(WORK REQUEST) If any record holds an image, omit the image and print the rest exactly.

━━━ DATASET EXTRACT ━━━

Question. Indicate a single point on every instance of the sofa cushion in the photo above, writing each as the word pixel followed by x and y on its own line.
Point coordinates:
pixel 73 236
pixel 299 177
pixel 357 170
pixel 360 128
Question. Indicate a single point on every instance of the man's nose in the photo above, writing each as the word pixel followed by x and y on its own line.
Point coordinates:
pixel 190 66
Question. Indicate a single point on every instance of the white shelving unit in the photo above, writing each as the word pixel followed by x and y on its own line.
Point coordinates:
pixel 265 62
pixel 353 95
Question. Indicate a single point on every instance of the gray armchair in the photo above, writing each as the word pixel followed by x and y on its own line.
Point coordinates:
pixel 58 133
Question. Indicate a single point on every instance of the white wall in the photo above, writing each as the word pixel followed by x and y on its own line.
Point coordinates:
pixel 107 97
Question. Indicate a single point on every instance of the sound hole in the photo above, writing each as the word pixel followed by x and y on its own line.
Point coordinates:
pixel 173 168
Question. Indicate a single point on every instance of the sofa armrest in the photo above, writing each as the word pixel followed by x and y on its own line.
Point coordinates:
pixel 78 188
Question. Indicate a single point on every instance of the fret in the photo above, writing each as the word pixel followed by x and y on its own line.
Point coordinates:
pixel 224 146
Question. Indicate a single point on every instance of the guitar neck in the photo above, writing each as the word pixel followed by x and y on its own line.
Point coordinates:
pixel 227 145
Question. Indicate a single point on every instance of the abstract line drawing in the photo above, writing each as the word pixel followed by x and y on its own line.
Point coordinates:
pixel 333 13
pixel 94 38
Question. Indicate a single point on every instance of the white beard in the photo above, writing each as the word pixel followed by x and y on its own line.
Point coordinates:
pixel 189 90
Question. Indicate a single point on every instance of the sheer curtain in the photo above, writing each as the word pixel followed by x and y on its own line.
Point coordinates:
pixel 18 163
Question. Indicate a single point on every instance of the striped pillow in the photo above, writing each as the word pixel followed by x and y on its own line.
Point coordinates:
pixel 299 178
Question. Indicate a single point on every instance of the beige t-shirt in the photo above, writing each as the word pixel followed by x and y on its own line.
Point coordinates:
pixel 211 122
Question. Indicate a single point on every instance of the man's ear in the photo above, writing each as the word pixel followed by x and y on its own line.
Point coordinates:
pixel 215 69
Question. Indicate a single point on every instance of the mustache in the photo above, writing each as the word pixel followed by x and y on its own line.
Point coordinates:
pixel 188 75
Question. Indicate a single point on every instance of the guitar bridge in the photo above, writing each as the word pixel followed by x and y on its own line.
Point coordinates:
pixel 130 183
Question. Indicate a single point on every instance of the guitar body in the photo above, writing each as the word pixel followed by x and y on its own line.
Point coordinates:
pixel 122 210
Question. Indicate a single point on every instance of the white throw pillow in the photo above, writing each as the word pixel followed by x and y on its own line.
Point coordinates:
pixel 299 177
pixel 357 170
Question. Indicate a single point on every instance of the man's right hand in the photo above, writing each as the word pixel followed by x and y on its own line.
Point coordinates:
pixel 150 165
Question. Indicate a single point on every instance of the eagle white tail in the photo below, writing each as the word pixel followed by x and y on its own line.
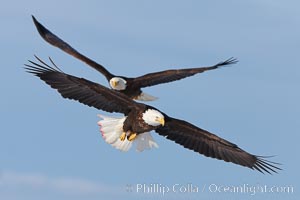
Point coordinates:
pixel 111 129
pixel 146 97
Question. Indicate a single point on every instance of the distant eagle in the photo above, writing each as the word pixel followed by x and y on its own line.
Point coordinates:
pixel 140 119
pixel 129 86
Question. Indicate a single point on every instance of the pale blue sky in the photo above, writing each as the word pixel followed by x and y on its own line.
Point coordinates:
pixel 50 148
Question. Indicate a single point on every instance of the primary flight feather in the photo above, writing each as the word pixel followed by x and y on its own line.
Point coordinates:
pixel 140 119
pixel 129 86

━━━

(OUTPUT OF THE EXERCISE)
Question. Indicate a single point on every instance of the sofa cushion in the photo above, writing each as the word pixel followed by x and y on its own line.
Point coordinates:
pixel 73 236
pixel 299 177
pixel 357 170
pixel 360 128
Question. Indicate a single point on every instance of the man's nose in the photo above, writing each as the word pixel followed by x and y on its own line.
Point coordinates:
pixel 190 66
Question. Indicate a single point on every instance of the white shelving unit in the photo above, writing each as the word pixel followed by x and y on its own line.
Point coordinates:
pixel 265 62
pixel 353 95
Question. Indicate a single point on every instance of the gray armchair in the photo above, writing each as the word pixel followed by x and y on its own line.
Point coordinates:
pixel 58 133
Question. Indicate a single point on every instance of the white wall in the photo above, writing each as the word pixel followed by x and y on its own line.
Point coordinates:
pixel 107 97
Question. Indicate a single point on every instance of the sound hole in the photo above, writing each as the word pixel followed by x and y on its own line.
Point coordinates:
pixel 173 168
Question. Indicate a single point on every instance of the sofa armrest in the photo above, writing each as the word pixel followed by x and y on its own line.
Point coordinates:
pixel 78 188
Question. Indicate a single point on every instance of the fret in the photo above, writing each as the word pixel followed by x and y on its own line.
Point coordinates:
pixel 224 146
Question. Indicate a single point on every instance of the guitar neck in the photo above, writing each as the word pixel followed by x and y on its own line.
Point coordinates:
pixel 227 145
Question. Indicate a single point on every instance of the abstract line drawing in the photo above, writing each as the word pixel followed by x and y on its own line.
Point coordinates:
pixel 333 13
pixel 94 38
Question. Indicate a single point on every instance of the white beard in the photo above, writing each as the word pixel followed by x and y on its own line.
Point coordinates:
pixel 189 90
Question. Indicate a single point on every instance of the sheer curtain in the photo above, writing each as the word pixel followed by x and y on its own line.
Point coordinates:
pixel 18 163
Question. Indicate a single point on every instance of the striped pillow in the photo above, writing each as the word pixel followed by x and y on its own line.
Point coordinates:
pixel 299 178
Question. Indicate a single point on every instance of the beige t-shirt in the photo above, writing each as the word pixel followed by x and y on its own line.
Point coordinates:
pixel 211 122
Question. Indicate a single point on every instance of the man's ear in the photo above, writing each as the word pixel followed by x and y on its own line.
Point coordinates:
pixel 215 69
Question. Indicate a single point on every instance of the mustache in the photo above, writing each as the word pixel followed by x and y on its own line.
Point coordinates:
pixel 188 75
Question. Indicate a single point on every instance of the guitar bridge in the photo above, writing each as the word pixel followed by x and y on its own line.
Point coordinates:
pixel 130 183
Question. Indicate a single point on every instance of the guitar body in the photo above, writing each as the word pixel followed by x and y on its own line.
Point coordinates:
pixel 122 210
Question. Indicate a single point on every instance of the white throw pillow in the photo above, writing each as the word pixel followed by x and y on its own line.
Point coordinates:
pixel 299 177
pixel 357 170
Question. Indicate a single point on every instance of the man's right hand in the photo above, writing each as the word pixel followed by x and y on its own line.
Point coordinates:
pixel 150 165
Question. Indicate a single point on every instance of the eagle white tail in the photo below, writing each as the word pixel followed by x and y on its own line.
Point coordinates:
pixel 111 129
pixel 146 97
Question. Indicate a single point on every instance of the distant eagle in the photo above, writing each as the word pixel followed by x and y on its own line.
Point coordinates:
pixel 140 119
pixel 129 86
Question. Indicate a single point on every instance of the pale blue sky in the photo above, writing each as the word pixel followed by x and y on its own line.
Point coordinates:
pixel 50 148
Question. Indicate a single point on every instance of the primary flight feather in the photo above, writing each as the word pixel followed by x and y on its own line.
Point coordinates:
pixel 140 119
pixel 129 86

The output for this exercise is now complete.